[Data entries]
========================

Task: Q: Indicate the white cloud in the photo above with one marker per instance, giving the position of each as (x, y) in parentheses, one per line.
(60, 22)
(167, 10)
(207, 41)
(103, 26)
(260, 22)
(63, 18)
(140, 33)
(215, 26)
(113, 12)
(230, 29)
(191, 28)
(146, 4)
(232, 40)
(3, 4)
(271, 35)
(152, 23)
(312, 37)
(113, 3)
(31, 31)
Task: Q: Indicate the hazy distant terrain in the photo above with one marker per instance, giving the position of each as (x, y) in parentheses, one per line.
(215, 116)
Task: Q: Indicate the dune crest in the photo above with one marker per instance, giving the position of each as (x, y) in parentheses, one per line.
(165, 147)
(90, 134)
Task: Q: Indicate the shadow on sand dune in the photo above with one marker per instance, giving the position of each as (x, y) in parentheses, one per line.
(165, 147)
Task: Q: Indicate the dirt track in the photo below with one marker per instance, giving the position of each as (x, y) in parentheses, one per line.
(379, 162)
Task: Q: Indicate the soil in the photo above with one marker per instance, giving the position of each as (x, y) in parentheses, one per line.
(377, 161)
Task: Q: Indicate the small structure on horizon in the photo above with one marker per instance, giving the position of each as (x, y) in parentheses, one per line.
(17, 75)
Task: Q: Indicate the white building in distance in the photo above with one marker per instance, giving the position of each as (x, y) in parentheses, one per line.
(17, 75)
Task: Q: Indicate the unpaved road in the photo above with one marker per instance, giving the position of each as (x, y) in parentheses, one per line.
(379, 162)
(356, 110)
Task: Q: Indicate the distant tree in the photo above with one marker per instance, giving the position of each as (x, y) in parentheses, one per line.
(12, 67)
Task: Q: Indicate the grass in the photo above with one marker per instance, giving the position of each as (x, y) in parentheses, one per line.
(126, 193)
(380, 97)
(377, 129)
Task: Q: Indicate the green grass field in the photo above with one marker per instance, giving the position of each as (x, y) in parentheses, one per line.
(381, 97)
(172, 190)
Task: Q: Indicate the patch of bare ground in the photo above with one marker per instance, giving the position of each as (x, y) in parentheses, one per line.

========================

Write out all the records above again, exactly as they stand.

Task: Q: Indicate the white cloud in the photo above with one marker per instance, giving the position of each as (x, y) in parentheses, one per line.
(60, 22)
(167, 10)
(207, 41)
(103, 26)
(260, 22)
(63, 18)
(140, 33)
(215, 26)
(113, 12)
(230, 29)
(191, 28)
(146, 4)
(232, 40)
(3, 4)
(271, 35)
(152, 23)
(312, 37)
(113, 3)
(31, 31)
Task: Q: Indicate the hazy distant terrain in the photo above with one marker per instance, giving the position of each as (x, y) in parentheses, one per line.
(215, 116)
Task: Q: Indicate the dune crest in the photo above with one marker per instance, giving the position of each as (x, y) in parentheses, one per line.
(165, 147)
(90, 134)
Task: Q: Indicate the shadow on sand dune in the photo above with one marker per instance, giving the position of each as (x, y) in parentheses, one per line.
(165, 147)
Task: Q: Indicate the dirt track in the photo below with one marker per instance, giving the position of each as (x, y) in parentheses, one per line.
(379, 162)
Task: Q: Indicate the soil in the photo above with one marker per instance, giving the position of each as (x, y) in parentheses, one per line.
(377, 161)
Task: Q: Indicate the small structure on horizon in the photo above with one marker per instance, giving the position of each as (x, y) in parentheses, one per line.
(17, 75)
Task: Q: Indicate the white building in distance in the photo above with one marker per instance, giving the position of each as (x, y) in parentheses, one per line.
(17, 75)
Task: Q: Indicate the unpaved road in the photo above with one marker per instance, giving the position of each as (x, y) in parentheses, one per line.
(379, 162)
(356, 110)
Task: Q: Indicate the distant tree in the photo above with one marker per instance, giving the position of each as (x, y) in parentheses, one per line.
(12, 67)
Task: Q: Indicate the grass in the photo above with one marker per instance, giving the position of each as (x, y) in parentheses, one per line.
(126, 193)
(380, 97)
(377, 129)
Task: Q: Indicate the green grass field in the photo above with one marker per instance, giving the position of each as (x, y) in parentheses, one per line.
(381, 97)
(172, 190)
Task: Q: Indicate the patch of bare ground in the photo above with one marker per instance, giving the position of each as (x, y) in parentheses, one per line.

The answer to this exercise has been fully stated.